Entries taken from a collection
..............................

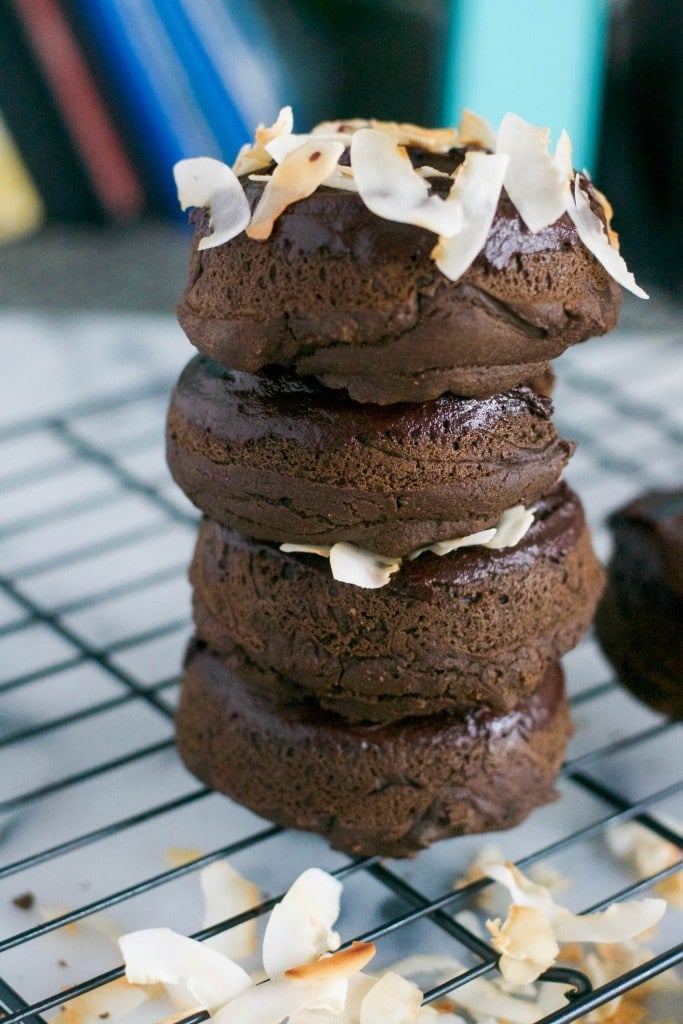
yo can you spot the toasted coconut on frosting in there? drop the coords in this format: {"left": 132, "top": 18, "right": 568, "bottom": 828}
{"left": 246, "top": 139, "right": 345, "bottom": 240}
{"left": 173, "top": 157, "right": 250, "bottom": 250}
{"left": 496, "top": 113, "right": 571, "bottom": 232}
{"left": 232, "top": 105, "right": 293, "bottom": 176}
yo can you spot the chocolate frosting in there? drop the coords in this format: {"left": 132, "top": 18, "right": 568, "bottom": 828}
{"left": 176, "top": 649, "right": 571, "bottom": 857}
{"left": 177, "top": 151, "right": 621, "bottom": 403}
{"left": 189, "top": 482, "right": 605, "bottom": 722}
{"left": 167, "top": 355, "right": 574, "bottom": 556}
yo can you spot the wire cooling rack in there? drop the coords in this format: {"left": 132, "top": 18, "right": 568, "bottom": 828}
{"left": 0, "top": 316, "right": 681, "bottom": 1024}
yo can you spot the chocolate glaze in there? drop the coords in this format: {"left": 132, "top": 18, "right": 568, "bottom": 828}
{"left": 596, "top": 488, "right": 683, "bottom": 718}
{"left": 190, "top": 482, "right": 605, "bottom": 722}
{"left": 176, "top": 649, "right": 571, "bottom": 857}
{"left": 166, "top": 355, "right": 574, "bottom": 555}
{"left": 177, "top": 149, "right": 621, "bottom": 403}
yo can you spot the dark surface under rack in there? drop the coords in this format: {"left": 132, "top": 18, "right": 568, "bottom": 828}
{"left": 0, "top": 318, "right": 681, "bottom": 1024}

..............................

Work to complete
Quote the data above in full and without alteration; skip the pictures.

Task solution
yo can you spot the toasted coconut on frosting in there? drop the coords in this format: {"left": 132, "top": 18, "right": 568, "bottom": 828}
{"left": 246, "top": 139, "right": 345, "bottom": 240}
{"left": 173, "top": 157, "right": 250, "bottom": 250}
{"left": 496, "top": 113, "right": 571, "bottom": 232}
{"left": 232, "top": 105, "right": 293, "bottom": 176}
yo can you spot the chocolate frosting in there? drop the coords in this format: {"left": 132, "top": 18, "right": 568, "bottom": 828}
{"left": 176, "top": 649, "right": 571, "bottom": 857}
{"left": 177, "top": 151, "right": 621, "bottom": 403}
{"left": 189, "top": 482, "right": 605, "bottom": 722}
{"left": 167, "top": 355, "right": 574, "bottom": 556}
yo can you spot the wire cooling rack in there? drop the coords in this format: {"left": 132, "top": 18, "right": 568, "bottom": 828}
{"left": 0, "top": 316, "right": 681, "bottom": 1024}
yo can you spot the chocolate glaze in there? drop the coords in this format: {"left": 132, "top": 18, "right": 568, "bottom": 828}
{"left": 596, "top": 488, "right": 683, "bottom": 718}
{"left": 190, "top": 482, "right": 605, "bottom": 722}
{"left": 176, "top": 649, "right": 571, "bottom": 857}
{"left": 166, "top": 355, "right": 574, "bottom": 555}
{"left": 177, "top": 149, "right": 621, "bottom": 403}
yo can you spot the dark surface under rack in there? drop the coords in this format: {"left": 132, "top": 18, "right": 568, "bottom": 828}
{"left": 0, "top": 318, "right": 681, "bottom": 1024}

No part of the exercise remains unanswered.